▶ _Given passage_
--- START ---

Four’s company

Type of post: Chorus news item
Sub-type: No sub-type
Posted By: Charles Oram
Status: Current
Date Posted: Mon, 11 Aug 2025

The blokes in City of Sails spin-off Block of Flats try not to take themselves too seriously.

They’ve just notched up seven years of singing together but they don’t make hard work of it with the regular weekly rehearsal schedule that the larger chorus observes.

“Well,” says bass Richard Harker, who is also the chorus ‘ director, when asked about their regime, “we practice as required for a particular event or contest. Coming up to a contest, it might be weekly but sometimes we go three months without getting together.”

The four men – the present lineup is Richard, Ross McMillan, John Denton and Bruce Warren – have all done long tours of duty with City of Sails, but enjoy the extra challenge of quartet singing, where each has to carry his part and “there’s nowhere to hide”.

“It’s all on you,” says Ross, “and there’s no question that it makes you a better chorus singer if you sing in a quartet. You are doing a lot more listening [to the other parts] in a quartet and that means you automatically listen better when you’re in a chorus.”

The group “pinched” its aptly punning name from a member of a Hamilton Chorus. “He brought it up as a joke and we thought it was better than that.”


From left: John, Bruce, Richard and Ross. “We like hanging out together.”

Quartet competitions being few and far between, the Block of Flats boys take any opportunity to do their thing. Engaged to entertain during a heritage festival in Birkenhead one year, they sang at all the shopping village’s barber shops, of which, Richard says, there are “an extraordinary number” and it went down a treat.

“People were a bit confused when we just showed up, but then we started singing and the cameras came out, of course.”

--- END ---

▶ _Task goal_
Extend the news item about the Block of Flats quartet, starting right after its final sentence.

▶ _Provided information_
--- START ---

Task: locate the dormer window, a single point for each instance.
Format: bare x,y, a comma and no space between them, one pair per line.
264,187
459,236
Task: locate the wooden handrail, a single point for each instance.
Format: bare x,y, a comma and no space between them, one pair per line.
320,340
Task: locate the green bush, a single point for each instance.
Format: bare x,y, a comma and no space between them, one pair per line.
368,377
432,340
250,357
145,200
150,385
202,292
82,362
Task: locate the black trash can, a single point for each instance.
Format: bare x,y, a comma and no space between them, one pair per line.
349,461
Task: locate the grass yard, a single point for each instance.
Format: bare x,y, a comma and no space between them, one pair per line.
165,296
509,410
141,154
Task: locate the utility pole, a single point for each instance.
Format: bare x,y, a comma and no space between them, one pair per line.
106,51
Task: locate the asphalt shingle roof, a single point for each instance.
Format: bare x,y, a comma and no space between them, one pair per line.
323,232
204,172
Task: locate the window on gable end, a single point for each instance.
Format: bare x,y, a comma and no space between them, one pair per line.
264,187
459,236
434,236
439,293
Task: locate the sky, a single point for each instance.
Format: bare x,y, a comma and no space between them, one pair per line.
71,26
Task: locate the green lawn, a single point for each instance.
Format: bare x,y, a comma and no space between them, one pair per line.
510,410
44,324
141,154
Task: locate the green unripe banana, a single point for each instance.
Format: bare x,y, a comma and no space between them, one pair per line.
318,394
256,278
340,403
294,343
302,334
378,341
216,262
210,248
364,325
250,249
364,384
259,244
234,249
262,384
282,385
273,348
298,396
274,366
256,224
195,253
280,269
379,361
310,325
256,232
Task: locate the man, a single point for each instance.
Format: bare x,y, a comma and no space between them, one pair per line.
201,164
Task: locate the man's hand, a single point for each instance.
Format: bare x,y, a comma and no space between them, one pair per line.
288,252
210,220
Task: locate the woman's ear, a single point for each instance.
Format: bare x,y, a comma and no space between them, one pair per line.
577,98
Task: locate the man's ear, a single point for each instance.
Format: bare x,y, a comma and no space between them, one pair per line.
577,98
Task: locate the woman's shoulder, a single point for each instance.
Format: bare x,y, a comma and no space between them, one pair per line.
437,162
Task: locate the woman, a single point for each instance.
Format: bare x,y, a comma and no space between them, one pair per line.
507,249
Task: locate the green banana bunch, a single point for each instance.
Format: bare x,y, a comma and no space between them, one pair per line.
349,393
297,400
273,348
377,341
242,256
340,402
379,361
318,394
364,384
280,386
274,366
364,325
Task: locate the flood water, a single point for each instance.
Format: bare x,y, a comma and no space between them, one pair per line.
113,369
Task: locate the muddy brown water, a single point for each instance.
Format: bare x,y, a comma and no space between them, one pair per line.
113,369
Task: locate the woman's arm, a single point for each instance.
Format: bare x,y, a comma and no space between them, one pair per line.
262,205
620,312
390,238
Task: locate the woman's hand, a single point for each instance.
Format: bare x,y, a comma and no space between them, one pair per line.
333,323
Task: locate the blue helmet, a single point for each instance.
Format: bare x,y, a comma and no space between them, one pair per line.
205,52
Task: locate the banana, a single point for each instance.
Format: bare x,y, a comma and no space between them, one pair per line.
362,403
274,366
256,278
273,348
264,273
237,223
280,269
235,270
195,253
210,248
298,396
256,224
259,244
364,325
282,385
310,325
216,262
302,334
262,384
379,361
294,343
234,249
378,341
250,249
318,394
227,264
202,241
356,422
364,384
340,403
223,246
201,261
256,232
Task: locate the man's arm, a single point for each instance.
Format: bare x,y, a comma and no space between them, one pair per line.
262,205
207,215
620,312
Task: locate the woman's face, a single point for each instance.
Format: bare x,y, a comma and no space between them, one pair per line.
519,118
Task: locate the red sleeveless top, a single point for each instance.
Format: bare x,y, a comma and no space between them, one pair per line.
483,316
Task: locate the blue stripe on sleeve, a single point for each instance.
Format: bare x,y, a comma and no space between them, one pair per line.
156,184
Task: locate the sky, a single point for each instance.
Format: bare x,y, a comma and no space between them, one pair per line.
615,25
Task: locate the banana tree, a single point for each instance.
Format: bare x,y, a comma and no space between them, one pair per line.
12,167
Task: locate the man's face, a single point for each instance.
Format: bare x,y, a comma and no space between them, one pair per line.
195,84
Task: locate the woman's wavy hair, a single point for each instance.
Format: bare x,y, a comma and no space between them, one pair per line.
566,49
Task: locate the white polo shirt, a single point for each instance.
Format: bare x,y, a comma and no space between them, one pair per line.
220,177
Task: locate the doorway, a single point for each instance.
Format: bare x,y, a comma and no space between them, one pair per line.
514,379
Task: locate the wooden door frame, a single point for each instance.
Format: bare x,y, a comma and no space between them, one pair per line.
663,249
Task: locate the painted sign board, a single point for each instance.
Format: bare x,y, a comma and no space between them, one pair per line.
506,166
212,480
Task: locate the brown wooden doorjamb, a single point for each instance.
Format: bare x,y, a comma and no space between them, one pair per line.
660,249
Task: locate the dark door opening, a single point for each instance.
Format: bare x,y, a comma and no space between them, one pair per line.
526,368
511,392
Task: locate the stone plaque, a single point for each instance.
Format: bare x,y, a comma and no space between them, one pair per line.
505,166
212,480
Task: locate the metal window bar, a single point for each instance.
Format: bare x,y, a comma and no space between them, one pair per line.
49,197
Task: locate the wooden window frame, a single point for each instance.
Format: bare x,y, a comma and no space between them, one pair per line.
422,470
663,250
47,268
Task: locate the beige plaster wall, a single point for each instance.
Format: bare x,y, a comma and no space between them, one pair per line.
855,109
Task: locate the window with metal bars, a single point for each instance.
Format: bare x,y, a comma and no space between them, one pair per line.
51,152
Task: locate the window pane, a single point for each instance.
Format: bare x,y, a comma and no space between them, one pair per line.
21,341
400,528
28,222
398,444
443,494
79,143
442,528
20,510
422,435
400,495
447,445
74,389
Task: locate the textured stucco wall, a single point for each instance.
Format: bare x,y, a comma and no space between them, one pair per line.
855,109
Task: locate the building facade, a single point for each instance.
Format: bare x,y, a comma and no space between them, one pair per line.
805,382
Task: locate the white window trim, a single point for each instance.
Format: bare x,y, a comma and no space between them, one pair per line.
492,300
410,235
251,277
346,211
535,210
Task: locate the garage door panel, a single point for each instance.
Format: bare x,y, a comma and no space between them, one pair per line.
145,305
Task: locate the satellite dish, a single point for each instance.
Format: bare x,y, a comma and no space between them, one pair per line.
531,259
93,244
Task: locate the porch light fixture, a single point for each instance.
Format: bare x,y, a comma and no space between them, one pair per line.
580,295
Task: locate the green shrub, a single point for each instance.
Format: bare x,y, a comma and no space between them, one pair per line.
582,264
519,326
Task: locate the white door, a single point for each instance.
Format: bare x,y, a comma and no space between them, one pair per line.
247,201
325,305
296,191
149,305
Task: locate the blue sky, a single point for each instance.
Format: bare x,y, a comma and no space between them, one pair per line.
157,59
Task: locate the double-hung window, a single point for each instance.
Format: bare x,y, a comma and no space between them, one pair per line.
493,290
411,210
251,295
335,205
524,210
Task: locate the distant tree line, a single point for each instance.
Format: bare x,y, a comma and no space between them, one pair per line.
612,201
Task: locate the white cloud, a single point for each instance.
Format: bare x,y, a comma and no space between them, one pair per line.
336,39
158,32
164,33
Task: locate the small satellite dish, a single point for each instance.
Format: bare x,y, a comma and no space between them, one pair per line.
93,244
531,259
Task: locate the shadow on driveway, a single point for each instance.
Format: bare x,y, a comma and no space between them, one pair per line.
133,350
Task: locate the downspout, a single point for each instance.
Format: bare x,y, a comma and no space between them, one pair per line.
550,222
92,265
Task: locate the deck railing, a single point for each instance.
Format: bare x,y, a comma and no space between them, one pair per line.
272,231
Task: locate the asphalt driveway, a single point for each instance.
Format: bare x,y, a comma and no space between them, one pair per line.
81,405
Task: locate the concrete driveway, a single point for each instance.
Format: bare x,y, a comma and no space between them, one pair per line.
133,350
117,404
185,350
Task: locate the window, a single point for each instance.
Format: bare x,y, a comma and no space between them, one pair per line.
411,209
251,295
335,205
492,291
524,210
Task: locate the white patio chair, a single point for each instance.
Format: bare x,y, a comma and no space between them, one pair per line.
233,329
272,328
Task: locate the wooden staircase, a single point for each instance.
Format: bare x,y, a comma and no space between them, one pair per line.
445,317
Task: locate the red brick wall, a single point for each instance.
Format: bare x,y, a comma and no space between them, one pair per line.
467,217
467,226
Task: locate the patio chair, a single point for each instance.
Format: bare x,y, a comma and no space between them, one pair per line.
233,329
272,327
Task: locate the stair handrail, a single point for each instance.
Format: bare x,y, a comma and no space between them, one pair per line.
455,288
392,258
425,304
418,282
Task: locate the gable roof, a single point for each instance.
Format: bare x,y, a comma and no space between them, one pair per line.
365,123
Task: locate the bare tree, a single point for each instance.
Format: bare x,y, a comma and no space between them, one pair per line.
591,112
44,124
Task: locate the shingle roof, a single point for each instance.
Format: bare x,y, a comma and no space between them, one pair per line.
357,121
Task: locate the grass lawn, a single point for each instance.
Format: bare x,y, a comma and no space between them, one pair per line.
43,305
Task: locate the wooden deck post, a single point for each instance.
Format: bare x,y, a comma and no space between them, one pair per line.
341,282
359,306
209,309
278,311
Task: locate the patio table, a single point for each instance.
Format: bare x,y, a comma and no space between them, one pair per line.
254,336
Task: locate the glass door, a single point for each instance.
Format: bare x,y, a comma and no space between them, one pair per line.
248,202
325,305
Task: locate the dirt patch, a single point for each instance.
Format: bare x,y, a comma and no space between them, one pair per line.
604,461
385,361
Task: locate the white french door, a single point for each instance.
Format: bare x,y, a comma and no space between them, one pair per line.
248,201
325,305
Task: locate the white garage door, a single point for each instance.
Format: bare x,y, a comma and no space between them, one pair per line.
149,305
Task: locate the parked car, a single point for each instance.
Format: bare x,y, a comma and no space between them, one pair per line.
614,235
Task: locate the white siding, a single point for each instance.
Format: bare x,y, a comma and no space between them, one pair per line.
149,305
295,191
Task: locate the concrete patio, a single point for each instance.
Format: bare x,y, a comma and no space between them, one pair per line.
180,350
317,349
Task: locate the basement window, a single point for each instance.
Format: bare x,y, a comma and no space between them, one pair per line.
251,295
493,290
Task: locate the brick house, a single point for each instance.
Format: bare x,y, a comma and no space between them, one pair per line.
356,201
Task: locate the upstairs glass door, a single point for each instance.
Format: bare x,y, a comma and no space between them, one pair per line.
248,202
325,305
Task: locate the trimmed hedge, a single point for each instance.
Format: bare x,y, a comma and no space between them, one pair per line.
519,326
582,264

--- END ---

▶ _Answer box_
They also sang at a virtual birthday party organised by colleagues for a woman who was participating online in a conference during the Covid lockdown: “We turned up in the driveway and she opened the door and we burst into song – in the pouring rain, under a gazebo, wearing stupid party hats. That was fun.”

The quartet is the century-old traditional ensemble format for barbershoppers, but there’s a limit to the public appetite for the old repertoire such as By the Light of the Silvery Moon or Let Me Call You Sweetheart. Says Ross: “It doesn’t take too many of the classic barbershop songs to burn an audience off. People like the songs that they grew up with or know.”

Instead their eclectic set lists take in everything from the Beatles and John Denver to Sinatra, with occasional surprises like Ain’t Misbehaving or the ever-popular Pokarekare Ana thrown in.

But just as important as performing is the social contact that membership provides.

“We enjoy getting together and chatting,” says Richard. “We enjoy each other’s company and that’s the key thing about having a successful quartet. It’s not like we are driven to sing everything absolutely perfectly. We like hanging out together.”